begin Reading text

5.5 Convert temp.xml into marc.xml

The wrap_namespace_around_file.py script will be used to convert the bare split record to marc.xml.

Script structure:

python wrap_namespace_around_file.py [fileName][wrapperFile][archiveName] [newFile]

Argument definitions:

  • [fileName] name of the file inside the archive that needs wrapping

  • [wrapperFile] the full path to the wrapper file (eg wrapper_file_for_marc_file)

  • [archiveName] name of the archive (eg voyagerArchive)

  • [newFile] the name of the output file ie: marc.xml

Example:

python wrap_namespace_around_file.py temp.xml wrapper_file_for_marc_file voyagerArchive marc.xml

5.6 Create a full text version of the pdf files

The pdf_to_full_text.py script is the Python script that will converts the harvested pdf files to fulltext. Replace [ArchiveName] with the name of the archive to be accessed

Script structure:

python pdf_to_full_text.py [ArchiveName]

Argument definitions:

  • [ArchiveName] name of the archive (eg voyagerArchive)

Example:

python pdf_to_full_text.py [ArchiveName] 
eg python pdf_to_full_text.py voyagerArchive

Once this script has run, an additional file will be found in the item directory called fulltext this will contain the fulltext of ALL the pdf files belonging to the item.

dspaceArchive/
    0/
        01front.pdf
        02whole.pdf
        contents
        dc.xml
        marc.xml
        fulltext

5.7 Remove 856 marc tags from marc.xml (optional)

The remove_xml_node.py script is the Python script that removes unwanted nodes, in this case from the marc.xml.

Script structure:

  • python remove_xml_node.py [archiveName] [fileName][xpath]

Argument definitions:

  • [archiveName] name of the archive to be accessed

  • [fileName] name of the file from which the node is removed, in this case marc.xml

  • [xpath] the xpath to locate the unwanted node

Example:

python remove_xml_node.py dspaceArchive marc.xml //*[local-name()='datafield'][@tag='856']

5.8 Convert split record (marc.xml) to Dublin Core stream

The xsl_transform.py script is the Python script that converts the marc metadata into a dublin core stream ready for ingest into VITAL.

Script structure:

python xsl_transform.py [InputFile][XslFilePath][OutputFile][ArchiveName] [RemoveInputFile]

Argument definitions:

  • [InputFile] filename of the input xml file to be converted.

  • [XslFilePath] file path to the stylesheet used for the conversion

  • [OutputFile] filename created by conversion dublin_core.xml in this case

  • [ArchiveName] name of the archive to be accessed

  • [RemoveInputFile] Remove the input file? - set to False

Example:

python  xsl_transform.py marc.xml 
xsl/marc_dc_macquarie.xsl dublin_core.xml voyagerArchive False

6 Create foxml objects

The archive_to_foxml_3_1.py script is the Python script that will create a directory of foxml objects. We have included the mods datastream in this script. A mods.xml datastream can be created and added to the VoyagerArchive at an earlier stage, if desired.

Script structure:

  • python archive_to_foxml_3_1.py [archiveName] [startNum][PIDPrefix]

  • [outputDirectory][labelPrefix][foxmlObjectState][MARCFileName]

  • [MARCDataStreamState][DCFileName] [DCDataStreamState][MODSFileName][MODSObjectState] [URLforNonXmlDataStreams]

Argument definitions:

  • [archiveName] full path to name of the archive to be accessed

  • [startNum] starting number for the PID increment

  • [PIDPrefix] name of the PID

  • [outputDirectory] name of the directory for storing the foxml objects

  • [labelPrefix] Prefix to be added to title for reference. Eg Imported Item:

  • [foxmlObjectState] set this to Active (A), Inactive(I) or Deleted (D).

end Reading text

Exercise requirements ->
A - Print the part of the script guide that begins at the words "5.8 Convert split" and stops after "to be converted.".
B - Count the lines in the listing below that contain the word "brick", and give only the number.

begin Records shown

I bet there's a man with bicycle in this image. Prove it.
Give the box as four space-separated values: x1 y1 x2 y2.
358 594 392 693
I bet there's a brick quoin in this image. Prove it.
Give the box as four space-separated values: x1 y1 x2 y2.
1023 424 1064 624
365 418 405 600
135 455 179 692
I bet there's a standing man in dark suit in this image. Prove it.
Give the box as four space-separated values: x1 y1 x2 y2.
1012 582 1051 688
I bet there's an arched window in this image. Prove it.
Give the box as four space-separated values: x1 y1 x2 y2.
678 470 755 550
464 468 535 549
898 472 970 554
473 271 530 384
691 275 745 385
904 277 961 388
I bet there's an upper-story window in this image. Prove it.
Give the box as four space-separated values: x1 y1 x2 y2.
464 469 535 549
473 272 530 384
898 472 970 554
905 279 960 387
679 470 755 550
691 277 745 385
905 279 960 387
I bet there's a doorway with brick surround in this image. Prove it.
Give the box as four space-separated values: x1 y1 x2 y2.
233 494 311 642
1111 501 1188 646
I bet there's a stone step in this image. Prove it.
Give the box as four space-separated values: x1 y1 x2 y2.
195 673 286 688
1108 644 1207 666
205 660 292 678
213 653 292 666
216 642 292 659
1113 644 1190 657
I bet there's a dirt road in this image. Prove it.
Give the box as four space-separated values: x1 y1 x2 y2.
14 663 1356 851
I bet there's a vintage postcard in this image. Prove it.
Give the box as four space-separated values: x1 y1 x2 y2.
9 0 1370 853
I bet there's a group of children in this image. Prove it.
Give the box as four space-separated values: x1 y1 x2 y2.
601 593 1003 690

end Records shown

Task-by-task results ->
A -
5.8 Convert split record (marc.xml) to Dublin Core stream

The xsl_transform.py script is the Python script that converts the marc metadata into a dublin core stream ready for ingest into VITAL.

Script structure:

python xsl_transform.py [InputFile][XslFilePath][OutputFile][ArchiveName] [RemoveInputFile]

Argument definitions:

  • [InputFile] filename of the input xml file to be converted.

B - 2